Trecho para leitura:
Do volume anunciado pelo Plano Safra empresarial (médios e grandes produtores rurais), os recursos para operações de crédito de investimento somam R$ 92,1 bilhões, sendo R$ 61 bilhões com recursos controlados. Para custeio e comercialização, dos R$ 212,12 bilhões anunciados, serão R$ 186,42 bilhões com recursos controlados. Para a agricultura familiar, inteiramente operada com recursos controlados, R$ 71,6 bilhões foram anunciados para o Programa de Fortalecimento da Agricultura Familiar – Pronaf, além de um somatório de R$ 6,1 bilhões para ações como compras públicas, assistência técnica e extensão rural, Política de Garantia de Preços Mínimos para os Produtos da Sociobiodiversidade (PGPM-Bio), Garantia-Safra e Proagro Mais.
Ainda não foi publicada a Portaria do Ministério da Fazenda que autoriza o pagamento de equalização de taxas de juros em financiamentos rurais concedidos no âmbito do Plano Safra 2023/2024 até o fechamento deste documento.
Impedimentos sociais, ambientais e climáticos
Para que o produtor possa contratar o crédito rural, deverá cumprir com requisitos sociais, ambientais e climáticos dispostos na Resolução BCB nº 140/2021 Resolução CMN nº 5081/2023. Essas normas foram incorporadas na Seção 9 do Capítulo 2 do Manual de Crédito Rural (MCR 2-9). Entre as principais mudanças, vale destacar:
1 – A observância das restrições de acesso a crédito relacionadas aos aspectos socioambientais para todo o imóvel rural, não apenas do empreendimento objeto de financiamento (a partir de 03/07/2023);
2 – O Cadastro Ambiental Rural – CAR cancelado ou suspenso impossibilitará a tomada de crédito (a partir de 01/08/2023);
3 – Inclusão dos embargos ambientais emitidos pelos órgãos estaduais, não apenas federais e não somente para o bioma Amazônia, mas para todos os biomas (a partir de 01/01/2024);
4 – Não será concedido crédito rural a empreendimento situado em imóvel rural total ou parcialmente inserido em Floresta Pública Tipo B (Não Destinada) registrada no Cadastro Nacional de Florestas Públicas do Serviço Florestal Brasileiro, exceto para imóveis rurais com título de propriedade e para aqueles com até 4 (quatro) módulos fiscais com pedido de regularização fundiária analisado e deferido pelo Instituto Nacional de Colonização e Reforma Agrária – Incra (também a partir de 01/01/2024).

Registros de pontos rotulados
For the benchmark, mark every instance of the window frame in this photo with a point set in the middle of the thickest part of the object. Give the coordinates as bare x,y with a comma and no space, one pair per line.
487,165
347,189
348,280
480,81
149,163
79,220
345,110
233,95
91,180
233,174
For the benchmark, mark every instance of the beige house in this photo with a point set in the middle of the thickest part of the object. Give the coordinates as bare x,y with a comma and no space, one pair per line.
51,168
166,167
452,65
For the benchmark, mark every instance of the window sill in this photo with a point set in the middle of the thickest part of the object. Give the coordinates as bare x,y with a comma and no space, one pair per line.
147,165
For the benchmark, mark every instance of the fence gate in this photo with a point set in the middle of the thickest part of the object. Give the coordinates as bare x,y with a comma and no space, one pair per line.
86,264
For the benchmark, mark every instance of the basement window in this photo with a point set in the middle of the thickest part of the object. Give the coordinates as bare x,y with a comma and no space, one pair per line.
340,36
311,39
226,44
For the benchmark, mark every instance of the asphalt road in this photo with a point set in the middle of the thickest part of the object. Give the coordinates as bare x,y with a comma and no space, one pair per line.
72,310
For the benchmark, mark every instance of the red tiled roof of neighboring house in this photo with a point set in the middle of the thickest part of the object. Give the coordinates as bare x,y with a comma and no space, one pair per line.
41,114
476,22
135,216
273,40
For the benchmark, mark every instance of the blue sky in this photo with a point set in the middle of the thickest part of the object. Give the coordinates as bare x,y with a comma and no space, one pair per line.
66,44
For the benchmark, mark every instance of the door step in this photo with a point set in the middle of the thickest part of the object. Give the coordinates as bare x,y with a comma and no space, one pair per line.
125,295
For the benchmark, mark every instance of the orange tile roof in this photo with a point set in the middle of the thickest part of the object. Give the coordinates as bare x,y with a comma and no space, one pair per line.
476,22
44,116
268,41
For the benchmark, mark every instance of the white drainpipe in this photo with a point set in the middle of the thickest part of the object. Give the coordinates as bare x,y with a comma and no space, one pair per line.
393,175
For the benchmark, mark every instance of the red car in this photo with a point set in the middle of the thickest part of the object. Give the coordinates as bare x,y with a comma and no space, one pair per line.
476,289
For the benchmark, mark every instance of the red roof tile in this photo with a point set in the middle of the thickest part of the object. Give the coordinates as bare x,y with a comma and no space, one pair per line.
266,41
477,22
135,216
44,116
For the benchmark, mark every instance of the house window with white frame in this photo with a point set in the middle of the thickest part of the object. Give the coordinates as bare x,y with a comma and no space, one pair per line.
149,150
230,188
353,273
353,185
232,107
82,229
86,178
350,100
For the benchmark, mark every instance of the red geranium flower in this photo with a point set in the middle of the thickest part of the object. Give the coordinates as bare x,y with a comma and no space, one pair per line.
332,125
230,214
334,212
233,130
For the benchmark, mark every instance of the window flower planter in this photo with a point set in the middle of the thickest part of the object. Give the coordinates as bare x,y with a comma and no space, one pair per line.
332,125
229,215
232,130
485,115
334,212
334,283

Tarefa do exercício 1: Segundo o trecho sobre o Plano Safra, a partir de que data o Cadastro Ambiental Rural cancelado ou suspenso impossibilitará a tomada de crédito?
Tarefa do exercício 2: Informe apenas quantas das linhas contêm a sequência "sill", diferenciando maiúsculas de minúsculas.

Resposta correta 1: A partir de 01/08/2023.

Resposta correta 2: 1